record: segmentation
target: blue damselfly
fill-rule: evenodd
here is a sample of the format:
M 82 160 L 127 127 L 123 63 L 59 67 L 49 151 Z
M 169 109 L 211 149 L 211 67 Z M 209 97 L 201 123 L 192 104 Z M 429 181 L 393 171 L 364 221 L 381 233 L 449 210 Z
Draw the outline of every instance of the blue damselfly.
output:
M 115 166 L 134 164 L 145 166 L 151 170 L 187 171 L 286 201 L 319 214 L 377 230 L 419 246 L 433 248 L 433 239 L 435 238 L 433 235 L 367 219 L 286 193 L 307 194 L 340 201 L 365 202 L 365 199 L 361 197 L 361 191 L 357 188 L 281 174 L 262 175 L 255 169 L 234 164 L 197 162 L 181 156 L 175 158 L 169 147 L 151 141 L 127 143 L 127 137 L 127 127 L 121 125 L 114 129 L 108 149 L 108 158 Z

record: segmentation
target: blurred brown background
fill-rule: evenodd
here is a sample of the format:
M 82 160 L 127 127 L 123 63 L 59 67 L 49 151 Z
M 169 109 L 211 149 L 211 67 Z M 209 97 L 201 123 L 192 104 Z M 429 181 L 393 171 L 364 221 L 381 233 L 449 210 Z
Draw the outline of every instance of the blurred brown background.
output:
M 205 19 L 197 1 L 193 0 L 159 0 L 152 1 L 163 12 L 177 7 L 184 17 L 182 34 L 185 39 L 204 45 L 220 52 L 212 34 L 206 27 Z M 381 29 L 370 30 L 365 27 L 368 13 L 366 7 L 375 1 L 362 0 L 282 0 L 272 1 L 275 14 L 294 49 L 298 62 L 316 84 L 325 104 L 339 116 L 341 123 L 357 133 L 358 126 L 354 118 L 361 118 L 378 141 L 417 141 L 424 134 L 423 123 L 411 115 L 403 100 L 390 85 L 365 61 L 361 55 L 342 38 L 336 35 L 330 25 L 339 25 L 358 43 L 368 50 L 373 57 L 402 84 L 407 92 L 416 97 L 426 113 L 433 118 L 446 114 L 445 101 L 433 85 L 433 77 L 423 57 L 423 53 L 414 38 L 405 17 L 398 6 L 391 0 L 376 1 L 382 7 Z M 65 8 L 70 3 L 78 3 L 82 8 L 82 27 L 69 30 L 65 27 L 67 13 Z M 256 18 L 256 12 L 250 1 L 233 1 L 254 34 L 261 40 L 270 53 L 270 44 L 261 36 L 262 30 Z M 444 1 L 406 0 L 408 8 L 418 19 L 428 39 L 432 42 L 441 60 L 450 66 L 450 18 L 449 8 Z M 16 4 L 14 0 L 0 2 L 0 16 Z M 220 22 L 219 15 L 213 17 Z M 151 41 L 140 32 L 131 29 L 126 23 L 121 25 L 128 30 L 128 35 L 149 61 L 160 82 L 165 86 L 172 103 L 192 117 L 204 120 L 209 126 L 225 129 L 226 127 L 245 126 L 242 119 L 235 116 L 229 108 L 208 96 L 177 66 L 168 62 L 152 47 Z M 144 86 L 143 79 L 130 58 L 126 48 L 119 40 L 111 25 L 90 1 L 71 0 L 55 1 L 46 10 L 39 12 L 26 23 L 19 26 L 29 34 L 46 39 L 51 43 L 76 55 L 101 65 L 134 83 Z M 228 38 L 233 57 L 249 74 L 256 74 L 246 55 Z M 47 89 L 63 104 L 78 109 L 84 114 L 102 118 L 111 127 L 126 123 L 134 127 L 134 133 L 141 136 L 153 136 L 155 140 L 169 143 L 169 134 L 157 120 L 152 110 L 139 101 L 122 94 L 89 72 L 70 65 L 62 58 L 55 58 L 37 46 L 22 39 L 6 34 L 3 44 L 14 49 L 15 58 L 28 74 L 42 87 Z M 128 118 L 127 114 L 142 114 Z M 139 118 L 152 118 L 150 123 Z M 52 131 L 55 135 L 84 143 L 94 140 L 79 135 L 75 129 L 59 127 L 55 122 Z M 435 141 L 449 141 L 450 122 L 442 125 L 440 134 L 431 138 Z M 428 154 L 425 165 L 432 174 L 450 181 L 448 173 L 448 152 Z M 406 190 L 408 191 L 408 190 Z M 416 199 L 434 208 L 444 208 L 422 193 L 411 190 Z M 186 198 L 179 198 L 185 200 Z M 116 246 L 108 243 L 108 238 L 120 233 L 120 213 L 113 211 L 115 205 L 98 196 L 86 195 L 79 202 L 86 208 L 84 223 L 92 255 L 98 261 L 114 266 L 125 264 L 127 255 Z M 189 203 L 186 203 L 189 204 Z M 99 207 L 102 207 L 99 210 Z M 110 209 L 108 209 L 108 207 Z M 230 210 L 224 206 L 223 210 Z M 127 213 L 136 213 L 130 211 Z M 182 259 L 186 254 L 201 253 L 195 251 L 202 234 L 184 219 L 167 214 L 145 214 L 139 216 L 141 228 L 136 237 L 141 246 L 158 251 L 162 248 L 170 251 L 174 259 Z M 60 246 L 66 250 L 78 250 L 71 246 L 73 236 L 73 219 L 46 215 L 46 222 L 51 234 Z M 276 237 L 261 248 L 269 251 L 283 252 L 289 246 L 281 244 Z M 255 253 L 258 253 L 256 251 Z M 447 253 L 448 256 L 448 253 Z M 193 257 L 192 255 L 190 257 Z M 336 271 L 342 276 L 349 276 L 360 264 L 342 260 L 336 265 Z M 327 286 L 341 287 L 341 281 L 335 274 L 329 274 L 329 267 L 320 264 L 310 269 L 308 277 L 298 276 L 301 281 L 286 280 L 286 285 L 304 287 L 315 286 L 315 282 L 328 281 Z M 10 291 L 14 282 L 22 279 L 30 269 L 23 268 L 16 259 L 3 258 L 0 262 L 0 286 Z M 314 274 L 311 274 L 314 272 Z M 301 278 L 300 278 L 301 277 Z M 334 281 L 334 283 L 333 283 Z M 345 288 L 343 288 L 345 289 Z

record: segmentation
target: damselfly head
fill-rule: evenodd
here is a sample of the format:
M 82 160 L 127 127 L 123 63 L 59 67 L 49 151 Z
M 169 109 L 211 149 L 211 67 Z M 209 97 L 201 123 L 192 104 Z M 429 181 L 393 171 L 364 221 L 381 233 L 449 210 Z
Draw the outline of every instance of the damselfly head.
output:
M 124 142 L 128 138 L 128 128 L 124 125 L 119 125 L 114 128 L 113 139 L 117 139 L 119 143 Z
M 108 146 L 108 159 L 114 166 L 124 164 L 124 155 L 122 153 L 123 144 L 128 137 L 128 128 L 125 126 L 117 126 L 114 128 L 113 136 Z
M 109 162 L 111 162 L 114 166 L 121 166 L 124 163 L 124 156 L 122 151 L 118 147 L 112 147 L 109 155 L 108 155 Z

_What you are asked to do_
What's needed is every entry, returned word for word.

_Answer for the task_
record: segmentation
target: blue damselfly
fill-rule: evenodd
here is a sample of the format:
M 82 160 L 127 127 L 123 63 L 59 67 L 49 151 Z
M 169 109 L 211 149 L 211 67 Z M 209 97 L 201 123 L 192 104 Z M 429 181 L 393 171 L 364 221 L 381 233 L 449 210 Z
Draw the outline of every instance of the blue damselfly.
output:
M 115 166 L 134 164 L 145 166 L 151 170 L 187 171 L 286 201 L 319 214 L 377 230 L 419 246 L 433 248 L 433 239 L 435 238 L 433 235 L 367 219 L 286 193 L 307 194 L 340 201 L 365 202 L 365 199 L 361 197 L 361 191 L 357 188 L 281 174 L 262 175 L 255 169 L 234 164 L 197 162 L 181 156 L 175 158 L 169 147 L 151 141 L 127 143 L 127 137 L 127 127 L 121 125 L 114 129 L 108 149 L 108 158 Z

record: segmentation
target: blurred brown background
fill-rule: evenodd
here is a sample of the format:
M 82 160 L 127 127 L 123 63 L 59 67 L 49 151 Z
M 169 109 L 211 149 L 211 67 Z M 209 97 L 201 123 L 192 104 Z M 429 181 L 393 171 L 364 221 L 381 233 L 449 210 Z
Draw the outline of every instance of the blurred brown background.
output:
M 205 19 L 197 1 L 193 0 L 159 0 L 152 1 L 163 12 L 177 7 L 184 17 L 182 34 L 185 39 L 204 45 L 220 52 L 212 34 L 206 27 Z M 381 29 L 370 30 L 365 27 L 368 13 L 366 7 L 375 1 L 362 0 L 282 0 L 272 1 L 275 14 L 294 49 L 298 62 L 316 84 L 325 104 L 339 116 L 341 123 L 357 133 L 358 126 L 354 118 L 361 118 L 378 141 L 417 141 L 424 134 L 423 123 L 411 115 L 403 100 L 390 85 L 365 61 L 361 55 L 342 38 L 336 35 L 330 25 L 339 25 L 358 43 L 368 50 L 373 57 L 402 84 L 407 92 L 416 97 L 426 113 L 433 118 L 446 114 L 445 101 L 433 85 L 433 77 L 423 57 L 423 53 L 414 38 L 405 17 L 398 6 L 391 0 L 376 1 L 382 7 Z M 65 8 L 70 3 L 78 3 L 82 8 L 82 27 L 69 30 L 65 27 L 67 13 Z M 256 18 L 256 12 L 250 1 L 233 1 L 254 34 L 261 40 L 270 53 L 270 44 L 261 36 L 262 30 Z M 444 1 L 406 0 L 408 8 L 418 19 L 428 39 L 432 42 L 441 60 L 450 66 L 450 18 L 449 8 Z M 16 4 L 14 0 L 0 2 L 0 16 Z M 220 22 L 219 15 L 213 17 Z M 151 41 L 140 32 L 131 29 L 126 23 L 121 25 L 128 30 L 128 35 L 149 61 L 160 82 L 165 86 L 172 103 L 192 117 L 204 120 L 209 126 L 225 129 L 226 127 L 245 126 L 242 119 L 235 116 L 229 108 L 208 96 L 177 66 L 168 62 L 152 47 Z M 144 86 L 143 79 L 130 58 L 126 48 L 119 40 L 111 25 L 90 1 L 71 0 L 55 1 L 46 10 L 39 12 L 26 23 L 19 26 L 29 34 L 46 39 L 51 43 L 76 55 L 101 65 L 134 83 Z M 228 38 L 233 57 L 249 74 L 256 74 L 246 55 Z M 47 89 L 63 104 L 78 109 L 84 114 L 102 118 L 111 127 L 126 123 L 134 127 L 134 133 L 141 136 L 153 136 L 155 140 L 169 143 L 169 134 L 157 120 L 152 110 L 139 101 L 122 94 L 89 72 L 70 65 L 62 58 L 55 58 L 37 46 L 22 39 L 6 34 L 3 44 L 14 49 L 15 58 L 28 74 L 42 87 Z M 128 118 L 127 114 L 142 114 Z M 139 118 L 152 118 L 150 123 Z M 52 131 L 55 135 L 84 143 L 94 140 L 79 135 L 75 129 L 59 127 L 55 122 Z M 435 141 L 449 141 L 450 122 L 442 125 L 440 134 L 431 138 Z M 428 154 L 425 165 L 432 174 L 450 181 L 448 173 L 448 152 Z M 406 190 L 408 191 L 408 190 Z M 416 199 L 434 208 L 444 208 L 422 193 L 411 190 Z M 186 198 L 179 198 L 185 200 Z M 116 246 L 108 243 L 108 238 L 120 233 L 120 213 L 113 211 L 115 205 L 98 196 L 86 195 L 79 202 L 86 208 L 84 223 L 92 255 L 98 261 L 114 266 L 125 264 L 127 255 Z M 189 203 L 186 203 L 189 204 Z M 99 207 L 102 207 L 99 210 Z M 110 209 L 108 209 L 108 207 Z M 230 210 L 224 206 L 223 210 Z M 127 213 L 136 213 L 130 211 Z M 182 259 L 186 254 L 201 253 L 195 251 L 202 234 L 184 219 L 167 214 L 145 214 L 139 216 L 141 228 L 136 237 L 141 246 L 158 251 L 162 248 L 170 251 L 174 259 Z M 60 246 L 66 250 L 78 250 L 71 246 L 73 236 L 73 219 L 46 215 L 46 222 L 51 234 Z M 276 237 L 261 248 L 269 251 L 283 252 L 289 246 L 281 244 Z M 255 253 L 258 253 L 256 251 Z M 447 253 L 448 256 L 448 253 Z M 193 257 L 192 255 L 190 257 Z M 336 271 L 342 276 L 349 276 L 360 264 L 342 260 L 336 265 Z M 327 286 L 341 287 L 341 281 L 335 274 L 329 274 L 329 267 L 320 264 L 310 269 L 308 277 L 298 276 L 301 281 L 286 280 L 286 285 L 304 287 L 315 286 L 315 282 L 328 281 Z M 10 291 L 14 282 L 22 279 L 30 269 L 23 268 L 16 259 L 3 258 L 0 262 L 0 286 Z M 314 274 L 311 274 L 314 272 Z M 301 278 L 300 278 L 301 277 Z M 334 281 L 334 283 L 333 283 Z M 345 288 L 343 288 L 345 289 Z

record: segmentation
target: damselfly head
fill-rule: evenodd
here is a sample of the format:
M 82 160 L 127 127 L 123 63 L 59 67 L 49 151 Z
M 169 109 L 211 149 L 211 67 Z M 209 97 L 201 123 L 192 104 Z M 429 181 L 393 171 L 364 221 L 381 233 L 449 210 Z
Draw the outline of every instance of the damselfly head.
output:
M 124 142 L 128 138 L 128 128 L 124 125 L 119 125 L 114 128 L 113 139 L 117 139 L 119 143 Z
M 108 146 L 108 159 L 114 166 L 124 164 L 124 155 L 122 153 L 123 144 L 128 137 L 128 128 L 125 126 L 117 126 L 114 128 L 113 136 Z
M 109 162 L 111 162 L 114 166 L 121 166 L 124 163 L 124 156 L 122 151 L 118 147 L 112 147 L 109 155 L 108 155 Z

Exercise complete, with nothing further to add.